### Passage for review
§

Helen Thorington, Who Brought Sonic Art to the Airwaves, Dies at 94
A pioneer in radio art and, later internet art, she created a blend of synthesizer compositions and found sounds that opened new artistic terrain.
Helen Thorington, whose haunting sonic compositions helped bring the medium of radio art to a national audience and provided the soundscape for filmmakers, artists and choreographers, died on April 13 in Lincoln, Mass. She was 94.
Her partner and collaborator, Jo-Anne Green, said she died in a hospice from complications of Alzheimers disease. Her death was not widely reported at the time.
Radio art was a niche medium when Ms. Thorington started out, but she helped bring attention to the form through her work, which was frequently featured on NPR and other noncommercial outlets, and later as the founder of a project called New American Radio, which commissioned more than 300 works that were broadcast on more than 70 radio stations for more than a decade starting in 1987.

§

### Tasks
[1] In the obituary of Helen Thorington, how many works did New American Radio commission?
[2] Continue the obituary of Helen Thorington from the point where it stops.

§

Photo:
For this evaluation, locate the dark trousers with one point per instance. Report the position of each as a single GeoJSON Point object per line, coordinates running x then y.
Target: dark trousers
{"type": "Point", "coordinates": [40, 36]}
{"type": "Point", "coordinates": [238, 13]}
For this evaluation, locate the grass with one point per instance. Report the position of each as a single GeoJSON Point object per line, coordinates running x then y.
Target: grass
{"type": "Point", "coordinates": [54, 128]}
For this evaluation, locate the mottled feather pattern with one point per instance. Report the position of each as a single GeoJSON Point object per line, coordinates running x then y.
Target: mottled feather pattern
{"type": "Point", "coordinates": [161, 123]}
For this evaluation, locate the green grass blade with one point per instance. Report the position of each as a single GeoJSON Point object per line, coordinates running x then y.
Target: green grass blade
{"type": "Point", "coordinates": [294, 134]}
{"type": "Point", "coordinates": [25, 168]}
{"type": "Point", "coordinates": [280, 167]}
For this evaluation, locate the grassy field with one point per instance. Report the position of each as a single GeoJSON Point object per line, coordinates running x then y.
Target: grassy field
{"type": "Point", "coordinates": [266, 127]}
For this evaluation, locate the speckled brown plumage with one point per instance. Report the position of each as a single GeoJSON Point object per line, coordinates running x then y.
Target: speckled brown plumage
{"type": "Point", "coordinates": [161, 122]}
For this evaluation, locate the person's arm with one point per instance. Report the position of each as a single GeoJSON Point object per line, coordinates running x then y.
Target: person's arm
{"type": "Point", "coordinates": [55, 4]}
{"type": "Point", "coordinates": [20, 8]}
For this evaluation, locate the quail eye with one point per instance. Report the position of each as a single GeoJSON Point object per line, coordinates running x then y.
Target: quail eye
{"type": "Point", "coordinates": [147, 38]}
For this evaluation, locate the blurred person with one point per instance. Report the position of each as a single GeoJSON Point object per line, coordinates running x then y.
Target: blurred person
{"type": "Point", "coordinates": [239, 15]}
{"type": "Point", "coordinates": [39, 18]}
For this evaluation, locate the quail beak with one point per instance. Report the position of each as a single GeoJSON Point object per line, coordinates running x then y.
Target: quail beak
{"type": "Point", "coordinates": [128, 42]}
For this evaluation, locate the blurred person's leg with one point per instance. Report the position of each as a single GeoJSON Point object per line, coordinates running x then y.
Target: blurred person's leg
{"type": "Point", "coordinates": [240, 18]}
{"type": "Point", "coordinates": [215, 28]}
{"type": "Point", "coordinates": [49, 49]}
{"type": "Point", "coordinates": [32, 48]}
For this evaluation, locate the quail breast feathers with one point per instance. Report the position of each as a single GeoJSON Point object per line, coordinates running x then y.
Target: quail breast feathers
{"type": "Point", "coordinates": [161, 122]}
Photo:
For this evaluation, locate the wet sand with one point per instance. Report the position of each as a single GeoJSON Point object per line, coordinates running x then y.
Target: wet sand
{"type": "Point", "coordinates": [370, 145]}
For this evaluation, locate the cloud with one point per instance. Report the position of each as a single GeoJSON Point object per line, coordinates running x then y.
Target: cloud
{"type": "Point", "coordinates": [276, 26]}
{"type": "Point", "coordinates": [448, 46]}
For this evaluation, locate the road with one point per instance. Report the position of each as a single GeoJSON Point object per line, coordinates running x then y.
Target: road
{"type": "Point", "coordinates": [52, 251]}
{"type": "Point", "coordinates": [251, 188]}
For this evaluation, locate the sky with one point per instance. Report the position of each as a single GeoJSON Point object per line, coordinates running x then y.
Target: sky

§

### Answers by item
[1] More than 300 works.

[2]
Ms. Thorington began her pioneering work in the 1970s as a writer interested in expanding her short stories and scripts into impressionistic radio dramas. She blended her own musical forays on synthesizer with audio snippets of industrial or nature sounds, unaccompanied improvisations by musicians on various instruments, and samples from radio broadcasts. The result was the auditory equivalent of an art installation.